**What to produce**
Can you copy the records from the line with "Where can you see the gravel" to the line with "(1026, 517)", both lines included, without changing anything? Leave the pictures out.

**Stored rows**
----------------
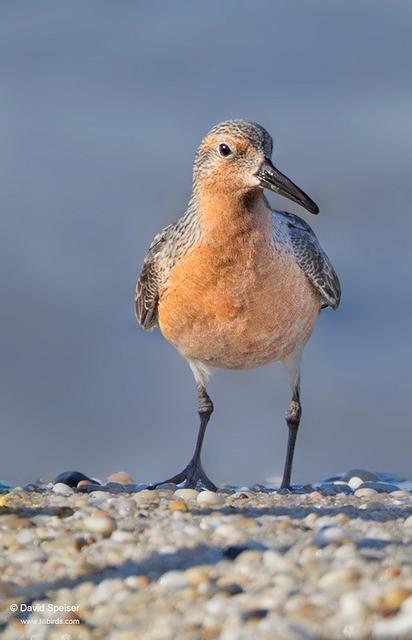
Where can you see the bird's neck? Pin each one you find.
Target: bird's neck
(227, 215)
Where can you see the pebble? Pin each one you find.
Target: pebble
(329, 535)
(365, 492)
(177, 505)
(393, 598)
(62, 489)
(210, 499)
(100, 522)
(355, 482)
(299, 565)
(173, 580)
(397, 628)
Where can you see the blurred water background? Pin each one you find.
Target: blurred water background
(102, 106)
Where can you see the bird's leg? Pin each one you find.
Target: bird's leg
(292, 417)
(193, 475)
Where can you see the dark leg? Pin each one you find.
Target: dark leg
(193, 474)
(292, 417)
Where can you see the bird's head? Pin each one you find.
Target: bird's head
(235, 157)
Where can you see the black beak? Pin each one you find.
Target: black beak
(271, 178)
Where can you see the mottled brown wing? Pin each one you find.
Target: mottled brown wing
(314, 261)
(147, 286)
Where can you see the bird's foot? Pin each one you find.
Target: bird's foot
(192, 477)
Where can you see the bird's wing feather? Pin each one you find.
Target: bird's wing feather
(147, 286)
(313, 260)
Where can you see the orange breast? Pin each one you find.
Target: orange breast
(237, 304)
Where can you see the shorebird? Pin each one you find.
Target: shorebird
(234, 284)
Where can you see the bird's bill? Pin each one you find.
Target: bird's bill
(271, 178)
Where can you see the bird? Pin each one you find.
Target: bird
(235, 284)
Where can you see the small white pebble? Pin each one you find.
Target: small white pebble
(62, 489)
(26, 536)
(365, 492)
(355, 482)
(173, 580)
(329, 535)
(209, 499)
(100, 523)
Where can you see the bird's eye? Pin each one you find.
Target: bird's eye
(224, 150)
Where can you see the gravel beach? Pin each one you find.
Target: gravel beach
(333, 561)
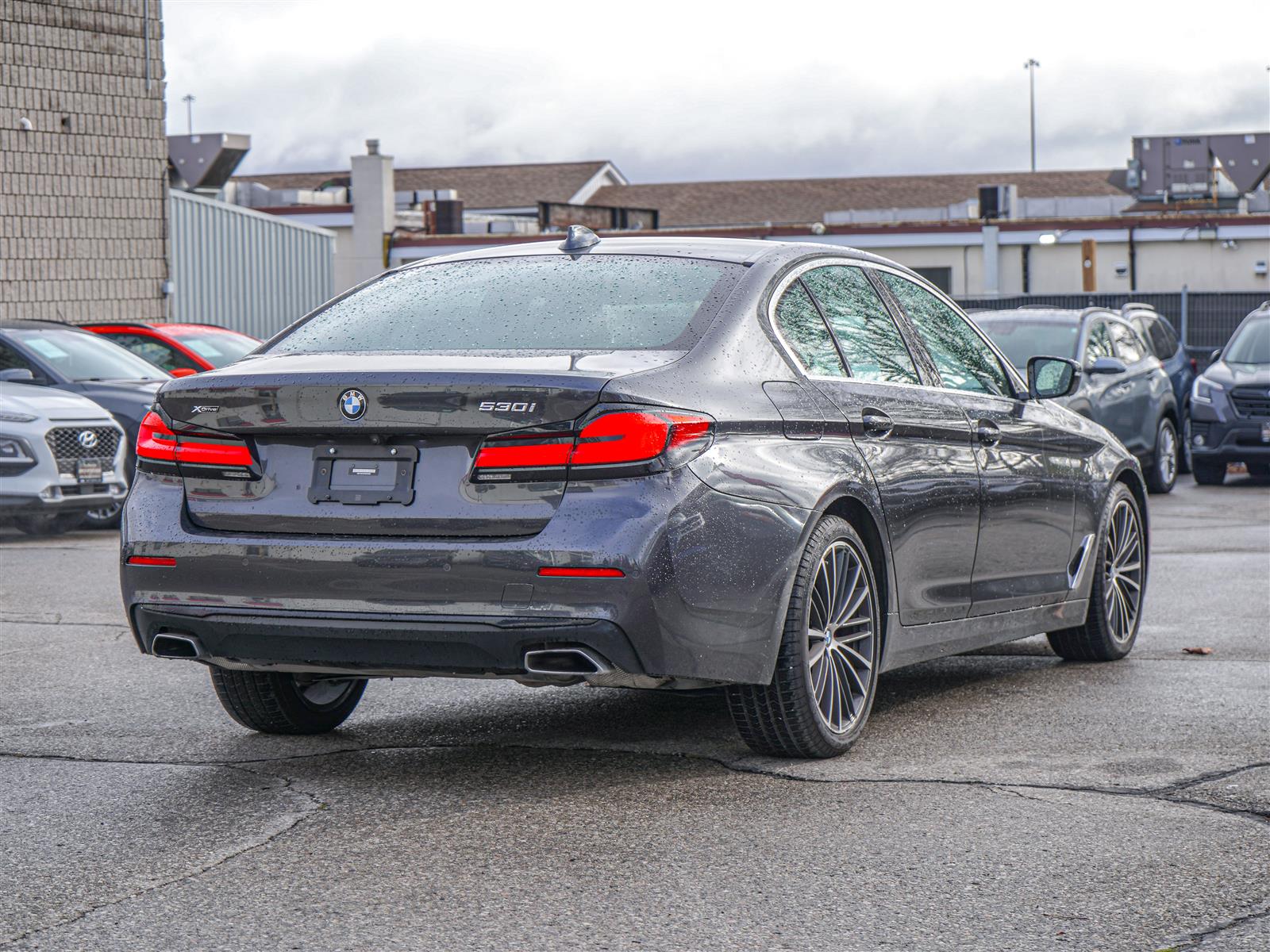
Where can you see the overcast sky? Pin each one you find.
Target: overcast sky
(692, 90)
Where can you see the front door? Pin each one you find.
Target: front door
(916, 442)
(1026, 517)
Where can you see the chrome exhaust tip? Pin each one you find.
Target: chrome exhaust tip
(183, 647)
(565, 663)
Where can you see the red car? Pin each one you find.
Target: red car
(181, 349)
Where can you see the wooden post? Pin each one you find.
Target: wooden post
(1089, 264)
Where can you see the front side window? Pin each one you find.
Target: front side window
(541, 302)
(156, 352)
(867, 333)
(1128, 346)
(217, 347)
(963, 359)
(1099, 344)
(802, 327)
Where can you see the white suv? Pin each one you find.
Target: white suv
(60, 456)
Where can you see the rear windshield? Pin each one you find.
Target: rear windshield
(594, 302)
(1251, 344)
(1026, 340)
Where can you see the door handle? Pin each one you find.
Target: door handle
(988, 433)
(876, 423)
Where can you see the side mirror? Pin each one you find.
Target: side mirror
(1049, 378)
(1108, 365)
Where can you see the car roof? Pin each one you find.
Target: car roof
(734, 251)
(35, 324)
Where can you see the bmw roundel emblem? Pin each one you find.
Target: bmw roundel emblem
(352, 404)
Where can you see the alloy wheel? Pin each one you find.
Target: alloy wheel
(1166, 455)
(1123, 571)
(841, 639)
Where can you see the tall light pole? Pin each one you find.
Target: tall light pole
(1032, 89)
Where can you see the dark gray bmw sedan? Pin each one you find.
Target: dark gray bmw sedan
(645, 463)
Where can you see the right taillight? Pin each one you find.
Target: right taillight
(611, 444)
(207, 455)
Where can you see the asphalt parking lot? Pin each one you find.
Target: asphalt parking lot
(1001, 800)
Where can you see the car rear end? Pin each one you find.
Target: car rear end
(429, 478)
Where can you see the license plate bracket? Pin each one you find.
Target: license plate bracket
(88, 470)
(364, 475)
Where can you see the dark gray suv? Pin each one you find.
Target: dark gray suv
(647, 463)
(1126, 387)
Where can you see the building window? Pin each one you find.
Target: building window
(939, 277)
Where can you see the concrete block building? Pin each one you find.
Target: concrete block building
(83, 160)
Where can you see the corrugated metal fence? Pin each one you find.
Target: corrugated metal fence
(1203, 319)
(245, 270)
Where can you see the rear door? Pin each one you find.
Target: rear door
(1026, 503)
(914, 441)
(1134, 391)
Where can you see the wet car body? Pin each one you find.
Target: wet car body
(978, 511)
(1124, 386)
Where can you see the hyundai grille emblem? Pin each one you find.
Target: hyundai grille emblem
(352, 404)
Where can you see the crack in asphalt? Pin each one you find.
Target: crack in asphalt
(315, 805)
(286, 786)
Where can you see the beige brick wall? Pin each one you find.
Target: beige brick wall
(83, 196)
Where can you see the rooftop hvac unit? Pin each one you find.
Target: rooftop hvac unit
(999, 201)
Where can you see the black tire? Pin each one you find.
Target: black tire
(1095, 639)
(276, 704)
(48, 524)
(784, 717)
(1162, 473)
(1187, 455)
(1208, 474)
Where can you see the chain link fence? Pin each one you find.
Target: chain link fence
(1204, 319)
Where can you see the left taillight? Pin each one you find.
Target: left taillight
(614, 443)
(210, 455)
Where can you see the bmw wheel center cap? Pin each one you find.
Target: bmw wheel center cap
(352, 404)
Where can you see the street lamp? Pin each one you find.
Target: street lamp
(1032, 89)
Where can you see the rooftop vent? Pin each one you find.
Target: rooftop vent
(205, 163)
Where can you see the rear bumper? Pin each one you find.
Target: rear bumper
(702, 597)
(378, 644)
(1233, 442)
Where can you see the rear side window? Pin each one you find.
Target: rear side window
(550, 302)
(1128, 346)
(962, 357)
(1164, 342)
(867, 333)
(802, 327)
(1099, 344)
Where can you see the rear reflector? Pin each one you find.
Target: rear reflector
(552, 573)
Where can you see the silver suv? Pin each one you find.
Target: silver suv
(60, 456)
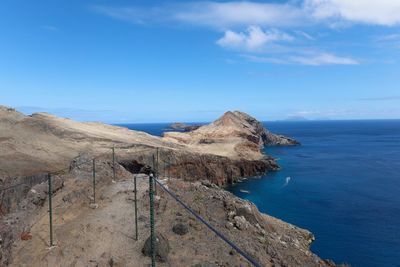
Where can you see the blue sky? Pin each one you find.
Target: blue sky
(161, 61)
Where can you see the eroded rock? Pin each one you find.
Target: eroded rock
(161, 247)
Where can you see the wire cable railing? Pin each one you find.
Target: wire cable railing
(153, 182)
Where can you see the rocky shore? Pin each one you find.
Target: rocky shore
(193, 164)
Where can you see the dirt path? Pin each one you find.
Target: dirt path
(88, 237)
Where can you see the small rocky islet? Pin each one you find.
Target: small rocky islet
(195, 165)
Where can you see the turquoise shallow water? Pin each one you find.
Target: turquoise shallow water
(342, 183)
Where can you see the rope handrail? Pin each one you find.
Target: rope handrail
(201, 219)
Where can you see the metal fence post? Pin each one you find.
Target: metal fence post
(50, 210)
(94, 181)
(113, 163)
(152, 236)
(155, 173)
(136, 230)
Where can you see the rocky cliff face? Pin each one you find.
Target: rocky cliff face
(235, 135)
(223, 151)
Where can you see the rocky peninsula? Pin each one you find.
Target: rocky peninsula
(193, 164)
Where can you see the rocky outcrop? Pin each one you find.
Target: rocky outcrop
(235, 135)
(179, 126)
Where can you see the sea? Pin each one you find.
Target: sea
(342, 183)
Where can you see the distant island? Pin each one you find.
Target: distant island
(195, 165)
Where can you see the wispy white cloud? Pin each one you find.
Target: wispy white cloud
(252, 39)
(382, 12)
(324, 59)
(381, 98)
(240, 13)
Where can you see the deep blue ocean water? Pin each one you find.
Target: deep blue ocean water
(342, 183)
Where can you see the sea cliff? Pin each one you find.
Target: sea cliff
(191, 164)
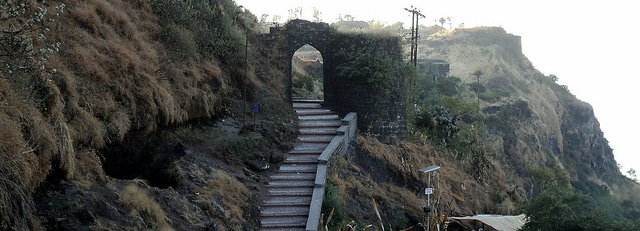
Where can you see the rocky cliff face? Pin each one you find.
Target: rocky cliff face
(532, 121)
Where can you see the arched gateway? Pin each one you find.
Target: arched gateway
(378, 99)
----------------
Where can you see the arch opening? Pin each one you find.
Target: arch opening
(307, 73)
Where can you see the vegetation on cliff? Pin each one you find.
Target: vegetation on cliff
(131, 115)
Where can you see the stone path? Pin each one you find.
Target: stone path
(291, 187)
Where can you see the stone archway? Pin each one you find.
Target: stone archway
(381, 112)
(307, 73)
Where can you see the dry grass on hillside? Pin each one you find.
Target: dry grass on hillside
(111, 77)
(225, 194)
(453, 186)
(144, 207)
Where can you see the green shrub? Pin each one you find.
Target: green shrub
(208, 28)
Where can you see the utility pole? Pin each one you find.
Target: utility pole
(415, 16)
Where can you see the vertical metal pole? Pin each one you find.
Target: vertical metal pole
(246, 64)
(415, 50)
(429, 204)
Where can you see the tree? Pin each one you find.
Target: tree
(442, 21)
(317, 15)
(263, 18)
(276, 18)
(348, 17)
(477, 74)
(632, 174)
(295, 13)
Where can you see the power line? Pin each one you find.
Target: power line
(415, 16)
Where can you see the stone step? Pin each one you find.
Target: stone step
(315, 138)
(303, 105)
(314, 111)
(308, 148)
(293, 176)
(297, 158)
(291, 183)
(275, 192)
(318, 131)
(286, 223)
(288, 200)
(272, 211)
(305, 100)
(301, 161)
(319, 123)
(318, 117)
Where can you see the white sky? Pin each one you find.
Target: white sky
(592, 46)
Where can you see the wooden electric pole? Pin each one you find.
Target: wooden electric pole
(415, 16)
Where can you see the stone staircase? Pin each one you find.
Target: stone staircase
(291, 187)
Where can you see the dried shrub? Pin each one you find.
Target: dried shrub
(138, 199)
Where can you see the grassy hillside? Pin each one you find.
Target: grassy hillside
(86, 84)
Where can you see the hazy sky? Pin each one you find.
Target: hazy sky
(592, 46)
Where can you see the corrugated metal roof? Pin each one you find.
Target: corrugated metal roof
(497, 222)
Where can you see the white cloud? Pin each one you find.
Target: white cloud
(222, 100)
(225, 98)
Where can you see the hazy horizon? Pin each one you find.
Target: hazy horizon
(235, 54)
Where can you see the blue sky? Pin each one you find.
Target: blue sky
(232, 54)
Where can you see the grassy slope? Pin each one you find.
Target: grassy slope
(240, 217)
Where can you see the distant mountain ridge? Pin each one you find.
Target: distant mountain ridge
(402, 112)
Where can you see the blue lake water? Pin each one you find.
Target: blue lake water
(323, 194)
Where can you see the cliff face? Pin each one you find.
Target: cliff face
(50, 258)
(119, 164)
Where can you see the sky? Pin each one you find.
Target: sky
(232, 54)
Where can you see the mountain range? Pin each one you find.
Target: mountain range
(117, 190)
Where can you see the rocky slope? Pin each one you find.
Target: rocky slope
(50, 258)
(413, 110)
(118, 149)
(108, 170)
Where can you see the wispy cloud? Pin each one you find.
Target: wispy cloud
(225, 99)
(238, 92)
----------------
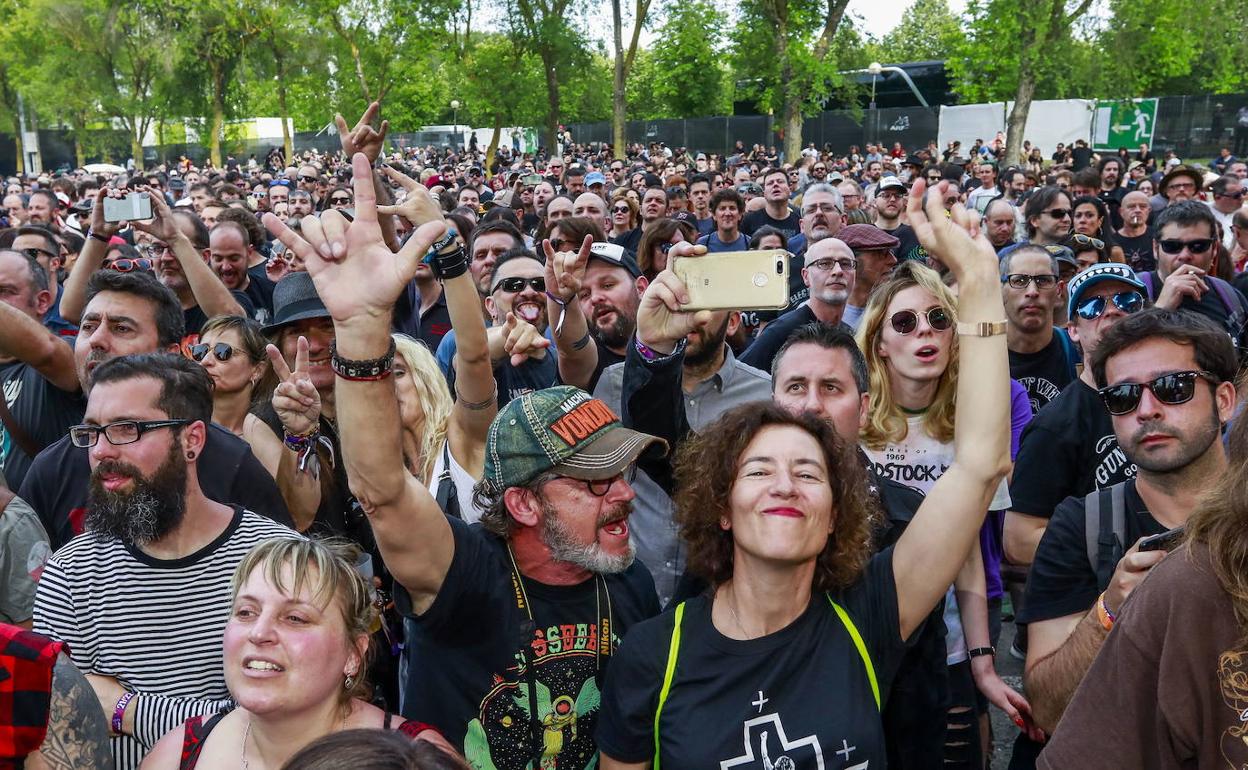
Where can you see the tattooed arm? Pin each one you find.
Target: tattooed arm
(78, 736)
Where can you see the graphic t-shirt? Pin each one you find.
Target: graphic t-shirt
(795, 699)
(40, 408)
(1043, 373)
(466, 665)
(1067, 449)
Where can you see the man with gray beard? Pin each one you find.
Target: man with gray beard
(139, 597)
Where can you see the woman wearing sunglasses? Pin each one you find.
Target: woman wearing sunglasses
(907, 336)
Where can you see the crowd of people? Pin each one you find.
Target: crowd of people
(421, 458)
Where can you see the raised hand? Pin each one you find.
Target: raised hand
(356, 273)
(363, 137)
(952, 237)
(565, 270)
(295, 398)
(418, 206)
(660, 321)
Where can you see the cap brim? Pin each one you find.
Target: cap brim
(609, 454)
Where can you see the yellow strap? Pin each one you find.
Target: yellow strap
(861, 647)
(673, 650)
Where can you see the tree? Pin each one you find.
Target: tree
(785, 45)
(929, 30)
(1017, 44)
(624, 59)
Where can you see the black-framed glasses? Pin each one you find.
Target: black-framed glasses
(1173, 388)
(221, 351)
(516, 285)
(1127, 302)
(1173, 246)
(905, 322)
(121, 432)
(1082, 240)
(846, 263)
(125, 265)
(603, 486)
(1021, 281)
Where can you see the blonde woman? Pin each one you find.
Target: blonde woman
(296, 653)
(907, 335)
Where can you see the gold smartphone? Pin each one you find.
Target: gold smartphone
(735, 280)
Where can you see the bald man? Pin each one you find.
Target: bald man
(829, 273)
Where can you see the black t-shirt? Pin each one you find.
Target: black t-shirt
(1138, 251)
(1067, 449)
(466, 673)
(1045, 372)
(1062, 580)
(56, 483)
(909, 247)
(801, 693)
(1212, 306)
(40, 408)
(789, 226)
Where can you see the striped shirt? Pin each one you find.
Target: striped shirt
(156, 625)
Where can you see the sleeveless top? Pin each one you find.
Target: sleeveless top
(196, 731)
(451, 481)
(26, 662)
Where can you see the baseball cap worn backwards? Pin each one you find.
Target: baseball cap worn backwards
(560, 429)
----------------
**Finished task**
Where can you see the gravel beach? Pin each one you find.
Target: gravel beach
(333, 561)
Where can you see the overcast sky? Pin each one you find.
Target: overcast sky
(692, 90)
Where can you see the front door? Pin each one you find.
Target: front door
(916, 442)
(1026, 517)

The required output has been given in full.